SET PROBLEM:
Your task is to repeat the lines below exactly, excluding any pictures they contain.

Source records
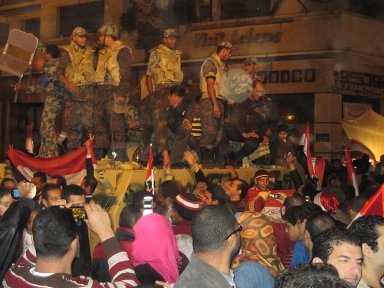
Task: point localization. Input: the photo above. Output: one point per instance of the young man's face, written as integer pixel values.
(53, 196)
(347, 259)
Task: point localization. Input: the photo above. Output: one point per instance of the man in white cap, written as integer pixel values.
(212, 78)
(113, 75)
(76, 71)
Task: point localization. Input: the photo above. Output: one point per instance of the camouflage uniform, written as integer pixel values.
(211, 127)
(52, 107)
(164, 66)
(77, 65)
(156, 119)
(112, 76)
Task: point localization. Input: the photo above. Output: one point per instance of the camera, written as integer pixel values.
(15, 193)
(79, 213)
(148, 205)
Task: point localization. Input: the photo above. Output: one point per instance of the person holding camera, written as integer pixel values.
(56, 242)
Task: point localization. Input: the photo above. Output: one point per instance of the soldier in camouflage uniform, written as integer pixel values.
(164, 65)
(76, 71)
(113, 74)
(53, 101)
(213, 75)
(157, 116)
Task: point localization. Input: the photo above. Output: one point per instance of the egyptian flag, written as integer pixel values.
(150, 179)
(351, 170)
(70, 165)
(316, 165)
(374, 206)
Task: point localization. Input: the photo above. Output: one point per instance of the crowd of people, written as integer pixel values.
(228, 234)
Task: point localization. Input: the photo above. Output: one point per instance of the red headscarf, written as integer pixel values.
(155, 244)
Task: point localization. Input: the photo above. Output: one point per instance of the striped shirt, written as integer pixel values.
(120, 269)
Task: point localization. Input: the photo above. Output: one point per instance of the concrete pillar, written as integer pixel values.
(327, 130)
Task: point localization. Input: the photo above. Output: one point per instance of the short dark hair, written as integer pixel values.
(7, 180)
(41, 176)
(295, 199)
(60, 180)
(72, 189)
(53, 230)
(179, 90)
(301, 213)
(170, 188)
(210, 226)
(53, 50)
(364, 229)
(47, 188)
(243, 186)
(129, 216)
(318, 223)
(324, 243)
(4, 191)
(287, 277)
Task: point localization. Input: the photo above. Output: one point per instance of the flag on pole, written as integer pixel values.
(306, 142)
(150, 179)
(351, 170)
(70, 165)
(374, 206)
(316, 165)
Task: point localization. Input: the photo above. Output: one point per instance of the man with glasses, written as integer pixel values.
(216, 241)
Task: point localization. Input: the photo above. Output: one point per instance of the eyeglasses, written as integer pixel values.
(234, 232)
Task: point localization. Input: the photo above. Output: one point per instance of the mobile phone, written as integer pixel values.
(79, 213)
(15, 193)
(148, 205)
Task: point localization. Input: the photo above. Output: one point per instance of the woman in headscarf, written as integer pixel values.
(155, 255)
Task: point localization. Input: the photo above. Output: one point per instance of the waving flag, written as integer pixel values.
(316, 165)
(70, 165)
(374, 206)
(306, 142)
(351, 170)
(150, 179)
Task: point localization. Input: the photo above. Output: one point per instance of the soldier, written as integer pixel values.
(164, 65)
(113, 76)
(53, 101)
(76, 71)
(212, 79)
(155, 116)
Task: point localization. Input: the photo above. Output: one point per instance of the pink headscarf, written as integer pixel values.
(155, 244)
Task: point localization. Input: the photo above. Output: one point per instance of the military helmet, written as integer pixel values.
(109, 30)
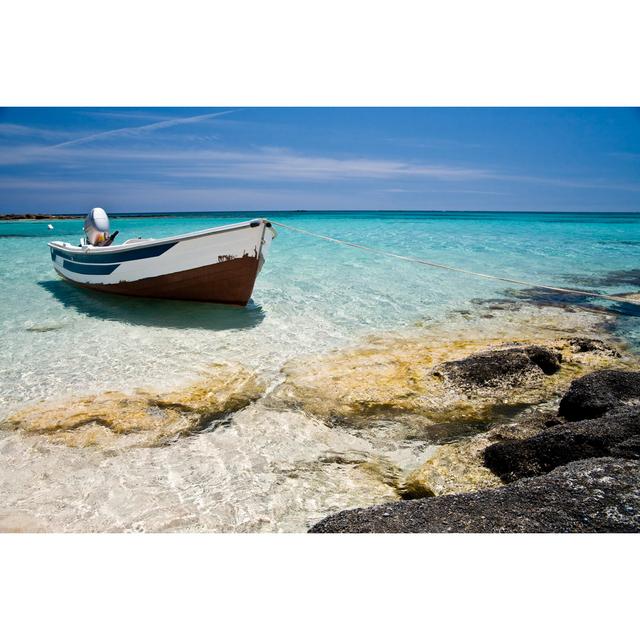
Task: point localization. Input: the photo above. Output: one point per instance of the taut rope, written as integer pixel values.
(437, 265)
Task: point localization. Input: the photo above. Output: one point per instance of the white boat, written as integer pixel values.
(214, 265)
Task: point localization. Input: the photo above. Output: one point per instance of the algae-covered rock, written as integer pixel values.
(500, 368)
(142, 418)
(459, 467)
(462, 380)
(587, 496)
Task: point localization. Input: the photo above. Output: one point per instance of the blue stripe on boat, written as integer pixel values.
(119, 256)
(89, 269)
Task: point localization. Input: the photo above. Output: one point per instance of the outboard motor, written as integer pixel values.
(96, 227)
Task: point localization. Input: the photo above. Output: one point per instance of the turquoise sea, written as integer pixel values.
(312, 296)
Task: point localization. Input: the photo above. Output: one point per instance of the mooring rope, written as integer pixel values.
(437, 265)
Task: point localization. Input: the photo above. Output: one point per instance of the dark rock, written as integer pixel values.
(596, 393)
(546, 359)
(589, 496)
(508, 367)
(583, 345)
(615, 434)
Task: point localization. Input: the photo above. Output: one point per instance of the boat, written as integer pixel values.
(220, 264)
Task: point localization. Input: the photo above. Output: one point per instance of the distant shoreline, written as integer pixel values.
(171, 214)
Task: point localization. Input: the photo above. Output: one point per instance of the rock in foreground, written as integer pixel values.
(596, 393)
(589, 496)
(615, 434)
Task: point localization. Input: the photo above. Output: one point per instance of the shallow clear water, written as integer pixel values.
(311, 296)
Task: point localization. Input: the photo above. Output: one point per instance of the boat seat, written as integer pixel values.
(136, 240)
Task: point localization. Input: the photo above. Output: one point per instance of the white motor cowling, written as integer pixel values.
(96, 226)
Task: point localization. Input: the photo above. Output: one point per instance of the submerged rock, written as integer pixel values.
(509, 367)
(450, 381)
(596, 393)
(459, 467)
(589, 496)
(615, 434)
(140, 419)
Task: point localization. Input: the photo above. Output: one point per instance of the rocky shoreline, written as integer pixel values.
(578, 472)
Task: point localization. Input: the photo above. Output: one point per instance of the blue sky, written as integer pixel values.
(206, 159)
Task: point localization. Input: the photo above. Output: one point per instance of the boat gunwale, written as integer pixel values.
(89, 249)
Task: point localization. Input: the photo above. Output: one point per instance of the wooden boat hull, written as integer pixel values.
(172, 268)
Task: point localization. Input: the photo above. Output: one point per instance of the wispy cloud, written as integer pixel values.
(154, 126)
(9, 129)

ANSWER IN FULL:
Task: point localization. Input: the photo above. Output: one point per instance of the young man's face, written as integer pixel values.
(53, 196)
(347, 259)
Task: point localization. Input: the photo above. Output: one point per instance of the man in white cap, written as integer pixel values.
(212, 78)
(113, 75)
(76, 71)
Task: point localization. Input: the photo above. Output: one point per instance of the camouflage uniform, written as integer pixel values.
(211, 127)
(52, 107)
(164, 66)
(77, 65)
(156, 119)
(112, 76)
Task: point localization. Input: the photo above. Output: one point per instance of the camera, written as integer pixel values.
(15, 193)
(79, 213)
(148, 205)
Task: point localization. Input: the photo above. Output: one point per instance of the person holding camera, written as integer pixel values.
(56, 242)
Task: point localization. Input: the photo above. Output: one point per instance of the soldier in camouflage uniform, written as integer pixel values.
(164, 65)
(76, 71)
(113, 74)
(53, 101)
(213, 75)
(157, 116)
Task: point localization. Input: the photo above. Output: one point per instance of the egyptian flag, written as integer pixel values.
(150, 179)
(351, 170)
(70, 165)
(316, 165)
(374, 206)
Task: point localization. Input: the photo above. Output: one point per instance of the crowd of people, written as integer pixel values.
(228, 234)
Task: point localization. Input: the photo above. Output: one point per instance of the red headscarf, written as integer pixel values.
(155, 244)
Task: point localization. Input: the photo above. Output: one point per instance of the striped shirt, written as integer pixel values.
(120, 269)
Task: point localization. Input: the photo above. Output: one point per instance of the concrete pillar, written as integer pixel values.
(327, 130)
Task: point localization. Input: the photo above. Output: one point per instance of the short dark hair, written as integer pixel values.
(7, 180)
(41, 176)
(295, 199)
(60, 180)
(72, 189)
(53, 230)
(179, 90)
(301, 213)
(170, 188)
(210, 226)
(53, 50)
(364, 229)
(47, 188)
(243, 186)
(129, 216)
(318, 223)
(324, 243)
(4, 191)
(287, 277)
Task: point localization. Input: the photo above. Output: one point per instance of the flag on pole, written as integer pixel values.
(306, 142)
(150, 179)
(351, 170)
(70, 165)
(374, 206)
(316, 165)
Task: point localization. Input: the photo above. Output: one point per instance of the man with glasses, written as integer pixel values.
(216, 241)
Task: point localization. Input: the photo above. Output: one point per instance of the eyeglasses, written as integer pixel values.
(234, 232)
Task: point localization. Input: the photo above. Output: one point per instance of the mobile phone, written as integer pixel values.
(79, 213)
(15, 193)
(148, 205)
Task: point localization. Input: the photo above. Output: one point per instance of the woman in headscarf, written as integer pixel values.
(155, 255)
Task: point localization. Input: the photo above. Output: one point per instance of the waving flag, written as integer pixel values.
(316, 165)
(70, 165)
(374, 206)
(306, 142)
(351, 170)
(150, 179)
Task: point localization. Input: the photo above. Output: one point per instance of the soldier, written as integer pixel values.
(164, 65)
(113, 76)
(53, 101)
(76, 71)
(212, 79)
(155, 116)
Task: point localization. Input: the photo above. Output: one point per instance of the pink headscarf, written as integer pixel values.
(155, 244)
Task: point localization. Input: the photo above. Output: one point per instance of the military helmet, written as integer pixel values.
(109, 30)
Task: point localization. Input: the photo above. Output: one point per instance of the taut rope, written as integer pixel values.
(437, 265)
Task: point localization. Input: the photo above. Output: one point per instance of the white boat, written as integer pixel values.
(214, 265)
Task: point localization. Input: the photo above. Output: one point per instance of the algae-covered rock, written as integer pixel values.
(500, 368)
(142, 418)
(459, 467)
(462, 380)
(587, 496)
Task: point localization. Input: the photo above. Output: one point per instance of the blue stripe on boat, written as integer pixel values.
(119, 256)
(89, 269)
Task: point localization. Input: the photo above. Output: one point per instance of the outboard motor, written as integer pixel values.
(96, 227)
Task: point localization. Input: the photo above. Output: one point per instance of the turquoise sea, written as integer pixel values.
(312, 296)
Task: point localization. Input: the photo above. Output: one point per instance of the mooring rope, written as integer pixel values.
(437, 265)
Task: point localization. Input: the photo above. Output: one point per instance of the dark rock, written as integer pixel values.
(596, 393)
(546, 359)
(589, 496)
(508, 367)
(583, 345)
(615, 434)
Task: point localization. Input: the photo above. Output: one point per instance of the boat, written as integer pixel values.
(220, 264)
Task: point localization. Input: the photo above. Output: one point per instance of the distant shoreline, written as integer pixel values.
(171, 214)
Task: point localization. Input: the photo above. Output: one point per instance of the rock in foreground, written as integer pixel values.
(596, 393)
(589, 496)
(615, 434)
Task: point localization. Input: the photo above. Output: one point per instance of the shallow clear water, written as integer pixel values.
(311, 296)
Task: point localization. Input: the photo above. Output: one point per instance of the boat seat, written as integer pixel values.
(136, 240)
Task: point localization. Input: the photo above. Output: one point per instance of the white motor cowling, written as integer pixel values.
(96, 226)
Task: point localization. Input: the photo above. Output: one point per instance of the submerged rock, written as integer pixel values.
(509, 367)
(450, 381)
(596, 393)
(459, 467)
(589, 496)
(615, 434)
(140, 419)
Task: point localization. Input: the photo above. Output: one point per instance of the rocky shoreline, written as integer pixel values.
(578, 472)
Task: point localization. Input: the photo above. Output: one point per instance of the blue sky, written as integer pixel values.
(206, 159)
Task: point localization. Input: the photo above. Output: one point per instance of the boat gunwale, written as integer pixel values.
(89, 249)
Task: point localization. Input: the photo above. Output: one point per instance of the wooden boat hull, written as integer pixel values.
(172, 268)
Task: point localization. Input: the photo above. Output: one point per instance of the wispy cloud, written as integer pixel values.
(154, 126)
(9, 129)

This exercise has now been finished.